-- Supplied records follows --

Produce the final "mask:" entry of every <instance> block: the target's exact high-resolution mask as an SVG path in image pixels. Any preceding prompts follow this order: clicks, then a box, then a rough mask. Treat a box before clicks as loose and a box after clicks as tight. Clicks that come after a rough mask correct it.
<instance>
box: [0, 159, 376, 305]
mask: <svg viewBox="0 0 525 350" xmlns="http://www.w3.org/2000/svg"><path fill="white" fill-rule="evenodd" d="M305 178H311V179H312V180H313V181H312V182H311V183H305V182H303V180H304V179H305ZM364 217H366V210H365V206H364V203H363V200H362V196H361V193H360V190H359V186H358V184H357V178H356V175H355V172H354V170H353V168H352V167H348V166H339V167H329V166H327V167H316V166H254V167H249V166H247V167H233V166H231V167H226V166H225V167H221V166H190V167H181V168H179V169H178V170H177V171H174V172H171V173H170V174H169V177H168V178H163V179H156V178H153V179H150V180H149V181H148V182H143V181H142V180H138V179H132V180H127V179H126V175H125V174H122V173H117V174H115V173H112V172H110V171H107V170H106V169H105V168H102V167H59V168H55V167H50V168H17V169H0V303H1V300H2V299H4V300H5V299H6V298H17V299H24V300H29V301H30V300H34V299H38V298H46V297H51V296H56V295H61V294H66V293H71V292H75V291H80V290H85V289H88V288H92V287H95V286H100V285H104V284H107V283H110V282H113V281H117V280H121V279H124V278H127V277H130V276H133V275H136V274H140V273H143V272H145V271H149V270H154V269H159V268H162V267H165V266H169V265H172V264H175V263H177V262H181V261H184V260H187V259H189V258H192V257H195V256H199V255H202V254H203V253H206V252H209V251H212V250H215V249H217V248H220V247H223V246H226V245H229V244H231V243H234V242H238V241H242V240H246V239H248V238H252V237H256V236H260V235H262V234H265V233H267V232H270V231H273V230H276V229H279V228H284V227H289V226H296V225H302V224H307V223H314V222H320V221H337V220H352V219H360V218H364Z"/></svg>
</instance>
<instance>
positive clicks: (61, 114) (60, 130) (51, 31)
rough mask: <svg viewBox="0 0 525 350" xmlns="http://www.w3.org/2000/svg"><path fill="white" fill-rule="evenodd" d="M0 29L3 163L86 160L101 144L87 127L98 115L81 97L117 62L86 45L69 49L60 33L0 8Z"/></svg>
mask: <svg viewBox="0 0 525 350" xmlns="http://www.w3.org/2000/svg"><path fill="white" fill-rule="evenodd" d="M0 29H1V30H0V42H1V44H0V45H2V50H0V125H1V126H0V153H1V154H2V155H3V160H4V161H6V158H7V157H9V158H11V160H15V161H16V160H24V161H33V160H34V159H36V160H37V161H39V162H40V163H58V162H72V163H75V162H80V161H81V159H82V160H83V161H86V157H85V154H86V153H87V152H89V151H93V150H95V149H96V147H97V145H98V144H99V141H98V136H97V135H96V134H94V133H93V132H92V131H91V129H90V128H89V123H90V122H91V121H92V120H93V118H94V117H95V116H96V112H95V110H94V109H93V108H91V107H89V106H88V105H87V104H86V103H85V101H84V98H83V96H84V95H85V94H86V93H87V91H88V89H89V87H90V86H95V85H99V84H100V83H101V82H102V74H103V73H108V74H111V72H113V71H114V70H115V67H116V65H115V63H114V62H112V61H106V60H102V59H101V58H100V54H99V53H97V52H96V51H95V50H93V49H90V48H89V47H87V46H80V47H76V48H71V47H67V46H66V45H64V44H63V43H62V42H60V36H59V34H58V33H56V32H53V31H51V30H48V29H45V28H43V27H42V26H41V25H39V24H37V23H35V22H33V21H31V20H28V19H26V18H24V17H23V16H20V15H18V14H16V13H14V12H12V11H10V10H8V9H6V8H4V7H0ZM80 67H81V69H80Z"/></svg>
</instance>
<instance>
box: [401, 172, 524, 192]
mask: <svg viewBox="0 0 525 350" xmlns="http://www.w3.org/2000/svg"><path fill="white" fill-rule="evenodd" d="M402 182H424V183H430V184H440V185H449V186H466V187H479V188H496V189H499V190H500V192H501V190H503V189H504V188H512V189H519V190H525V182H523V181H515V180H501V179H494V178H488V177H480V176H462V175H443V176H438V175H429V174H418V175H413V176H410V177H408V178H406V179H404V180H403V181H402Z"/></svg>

-- Supplied records concluded --
-- Supplied records follows --

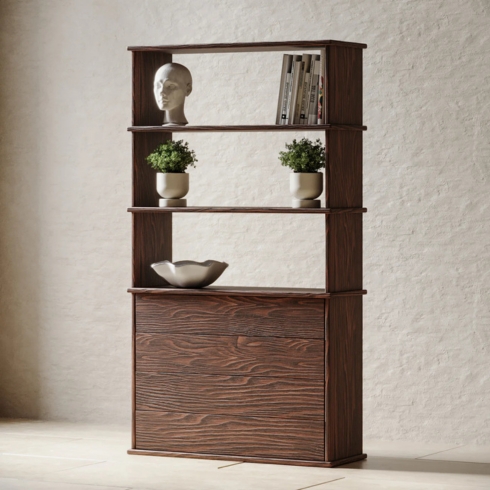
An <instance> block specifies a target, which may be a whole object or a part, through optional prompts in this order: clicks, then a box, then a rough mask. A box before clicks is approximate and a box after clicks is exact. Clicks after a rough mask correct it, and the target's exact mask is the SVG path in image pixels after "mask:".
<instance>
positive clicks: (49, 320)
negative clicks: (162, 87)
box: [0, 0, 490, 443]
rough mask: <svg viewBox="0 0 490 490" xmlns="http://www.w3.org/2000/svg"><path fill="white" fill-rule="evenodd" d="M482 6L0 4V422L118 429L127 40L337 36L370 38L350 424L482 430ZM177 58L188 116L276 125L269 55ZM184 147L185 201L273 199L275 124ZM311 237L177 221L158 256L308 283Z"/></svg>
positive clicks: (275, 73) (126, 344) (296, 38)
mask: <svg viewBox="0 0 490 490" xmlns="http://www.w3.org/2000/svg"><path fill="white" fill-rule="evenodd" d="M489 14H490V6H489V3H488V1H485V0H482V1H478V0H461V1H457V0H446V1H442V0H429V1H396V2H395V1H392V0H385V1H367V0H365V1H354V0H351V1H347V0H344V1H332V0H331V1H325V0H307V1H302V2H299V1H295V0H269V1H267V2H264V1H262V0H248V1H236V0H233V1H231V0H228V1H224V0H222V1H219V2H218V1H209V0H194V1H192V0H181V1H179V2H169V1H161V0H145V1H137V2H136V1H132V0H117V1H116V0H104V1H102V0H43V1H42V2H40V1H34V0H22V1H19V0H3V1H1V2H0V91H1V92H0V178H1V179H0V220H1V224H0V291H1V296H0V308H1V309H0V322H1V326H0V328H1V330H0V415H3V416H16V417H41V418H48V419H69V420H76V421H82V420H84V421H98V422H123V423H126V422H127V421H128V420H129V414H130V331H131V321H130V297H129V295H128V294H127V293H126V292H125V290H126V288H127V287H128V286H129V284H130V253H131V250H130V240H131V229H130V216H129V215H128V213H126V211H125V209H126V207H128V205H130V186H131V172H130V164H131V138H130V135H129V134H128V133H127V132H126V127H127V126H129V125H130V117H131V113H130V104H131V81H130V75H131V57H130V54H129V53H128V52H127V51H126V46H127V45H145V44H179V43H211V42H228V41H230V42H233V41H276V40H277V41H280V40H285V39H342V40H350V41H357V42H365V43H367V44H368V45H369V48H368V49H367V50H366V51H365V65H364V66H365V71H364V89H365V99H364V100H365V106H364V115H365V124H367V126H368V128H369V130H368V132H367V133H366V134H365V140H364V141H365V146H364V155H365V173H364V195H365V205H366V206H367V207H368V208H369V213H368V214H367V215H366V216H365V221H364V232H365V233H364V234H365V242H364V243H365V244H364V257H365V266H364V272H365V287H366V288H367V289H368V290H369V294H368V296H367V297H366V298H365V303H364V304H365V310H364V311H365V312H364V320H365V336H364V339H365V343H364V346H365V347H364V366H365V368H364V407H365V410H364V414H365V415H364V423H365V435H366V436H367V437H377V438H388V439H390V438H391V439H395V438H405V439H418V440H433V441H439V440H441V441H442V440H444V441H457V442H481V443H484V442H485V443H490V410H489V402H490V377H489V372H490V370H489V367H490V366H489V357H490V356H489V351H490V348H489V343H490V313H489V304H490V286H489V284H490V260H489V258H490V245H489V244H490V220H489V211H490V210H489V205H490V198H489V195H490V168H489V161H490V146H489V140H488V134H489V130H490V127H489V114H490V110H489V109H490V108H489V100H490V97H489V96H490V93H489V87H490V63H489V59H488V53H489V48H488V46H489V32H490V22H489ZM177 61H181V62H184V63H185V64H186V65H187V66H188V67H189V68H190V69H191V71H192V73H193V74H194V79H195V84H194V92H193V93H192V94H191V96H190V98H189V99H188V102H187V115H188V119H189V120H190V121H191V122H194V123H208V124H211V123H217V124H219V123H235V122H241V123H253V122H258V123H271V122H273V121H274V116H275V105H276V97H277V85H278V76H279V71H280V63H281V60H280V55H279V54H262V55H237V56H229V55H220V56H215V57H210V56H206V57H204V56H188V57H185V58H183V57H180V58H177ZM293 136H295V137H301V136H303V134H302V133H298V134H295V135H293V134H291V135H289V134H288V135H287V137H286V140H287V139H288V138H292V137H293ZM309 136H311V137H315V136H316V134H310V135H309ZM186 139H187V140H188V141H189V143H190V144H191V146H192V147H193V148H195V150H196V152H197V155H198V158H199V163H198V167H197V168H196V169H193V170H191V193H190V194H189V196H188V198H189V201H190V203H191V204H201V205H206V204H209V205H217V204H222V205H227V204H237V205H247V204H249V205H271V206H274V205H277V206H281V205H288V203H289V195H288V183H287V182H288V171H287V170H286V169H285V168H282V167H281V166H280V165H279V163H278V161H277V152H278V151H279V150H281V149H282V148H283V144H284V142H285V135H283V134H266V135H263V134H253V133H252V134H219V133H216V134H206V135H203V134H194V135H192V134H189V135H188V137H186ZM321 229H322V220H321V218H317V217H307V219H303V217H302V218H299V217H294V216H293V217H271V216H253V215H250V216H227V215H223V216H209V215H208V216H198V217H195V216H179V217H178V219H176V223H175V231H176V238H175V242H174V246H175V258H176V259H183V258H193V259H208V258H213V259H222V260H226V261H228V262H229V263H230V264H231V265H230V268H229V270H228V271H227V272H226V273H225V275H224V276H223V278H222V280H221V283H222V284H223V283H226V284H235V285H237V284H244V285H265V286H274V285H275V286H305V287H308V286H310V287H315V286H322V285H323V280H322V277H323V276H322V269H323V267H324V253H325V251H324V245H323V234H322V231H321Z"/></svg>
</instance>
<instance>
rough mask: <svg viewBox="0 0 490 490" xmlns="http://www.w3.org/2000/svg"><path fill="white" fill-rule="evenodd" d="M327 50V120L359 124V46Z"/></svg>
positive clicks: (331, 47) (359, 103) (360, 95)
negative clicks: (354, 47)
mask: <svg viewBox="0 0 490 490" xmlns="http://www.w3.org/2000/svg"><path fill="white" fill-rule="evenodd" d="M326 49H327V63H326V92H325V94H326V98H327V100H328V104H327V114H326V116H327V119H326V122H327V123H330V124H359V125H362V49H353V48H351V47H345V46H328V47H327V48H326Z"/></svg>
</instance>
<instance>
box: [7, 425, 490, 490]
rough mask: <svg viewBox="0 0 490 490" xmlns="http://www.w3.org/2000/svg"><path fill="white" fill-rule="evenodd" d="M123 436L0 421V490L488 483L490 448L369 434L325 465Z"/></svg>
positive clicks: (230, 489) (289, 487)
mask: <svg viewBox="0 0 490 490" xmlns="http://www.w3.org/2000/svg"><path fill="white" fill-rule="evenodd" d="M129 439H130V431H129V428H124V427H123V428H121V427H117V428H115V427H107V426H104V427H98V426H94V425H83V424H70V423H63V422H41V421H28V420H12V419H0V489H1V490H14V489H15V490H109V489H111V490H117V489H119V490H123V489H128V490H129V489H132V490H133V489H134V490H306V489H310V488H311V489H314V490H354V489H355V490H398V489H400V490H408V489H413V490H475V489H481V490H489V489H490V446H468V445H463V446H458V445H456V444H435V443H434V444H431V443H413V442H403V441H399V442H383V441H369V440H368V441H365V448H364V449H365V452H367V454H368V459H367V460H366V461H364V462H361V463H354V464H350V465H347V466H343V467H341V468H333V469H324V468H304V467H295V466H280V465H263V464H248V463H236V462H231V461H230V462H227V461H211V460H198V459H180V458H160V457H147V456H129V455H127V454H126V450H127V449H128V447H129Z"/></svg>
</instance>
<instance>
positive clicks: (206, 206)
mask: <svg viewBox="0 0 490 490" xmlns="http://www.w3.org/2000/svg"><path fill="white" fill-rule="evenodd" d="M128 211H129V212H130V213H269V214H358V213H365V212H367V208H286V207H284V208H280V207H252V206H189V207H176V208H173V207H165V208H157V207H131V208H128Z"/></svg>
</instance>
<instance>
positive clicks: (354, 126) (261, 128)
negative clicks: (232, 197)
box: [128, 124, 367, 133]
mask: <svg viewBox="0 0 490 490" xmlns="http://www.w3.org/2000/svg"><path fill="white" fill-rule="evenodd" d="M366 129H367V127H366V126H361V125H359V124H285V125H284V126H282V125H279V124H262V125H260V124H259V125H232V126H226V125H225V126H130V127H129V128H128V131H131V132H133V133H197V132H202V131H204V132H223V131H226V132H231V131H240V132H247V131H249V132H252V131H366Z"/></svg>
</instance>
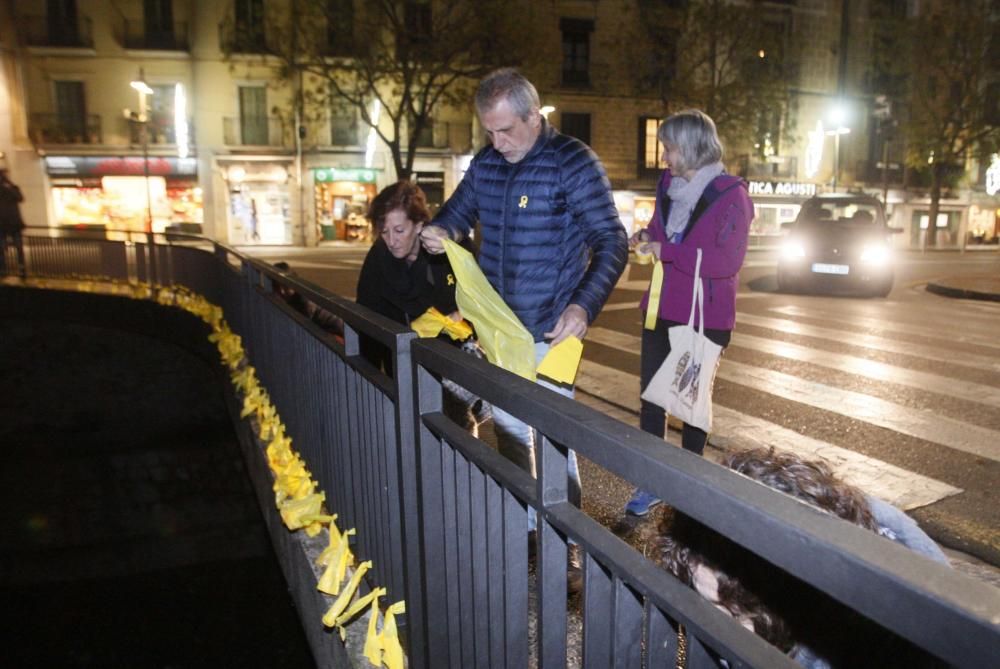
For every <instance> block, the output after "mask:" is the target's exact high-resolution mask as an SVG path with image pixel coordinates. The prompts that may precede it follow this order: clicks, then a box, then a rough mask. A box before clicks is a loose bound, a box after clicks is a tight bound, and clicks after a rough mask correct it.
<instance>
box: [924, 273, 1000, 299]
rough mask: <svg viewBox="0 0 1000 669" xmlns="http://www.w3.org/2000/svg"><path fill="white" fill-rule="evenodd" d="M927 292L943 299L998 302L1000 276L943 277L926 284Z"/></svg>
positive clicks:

-- Supplied records concluded --

Within the data above, the span starting at the line containing "An <instance> block" and ending at the line containing "box: [0, 0, 490, 443]" is to be retyped exactly, with no other lines.

Reply to the exercise
An <instance> block specifies a target, which may be a whole object or a part, through optional prompts in this order: clicks, then a box, then a rough mask. A box before clicks is approximate and a box after clicks is exact. Clicks after a rough mask correct it, and the target's exact mask is the SVG path in image pixels after "mask:".
<instance>
positive clicks: (49, 320)
negative clicks: (162, 87)
box: [0, 0, 490, 443]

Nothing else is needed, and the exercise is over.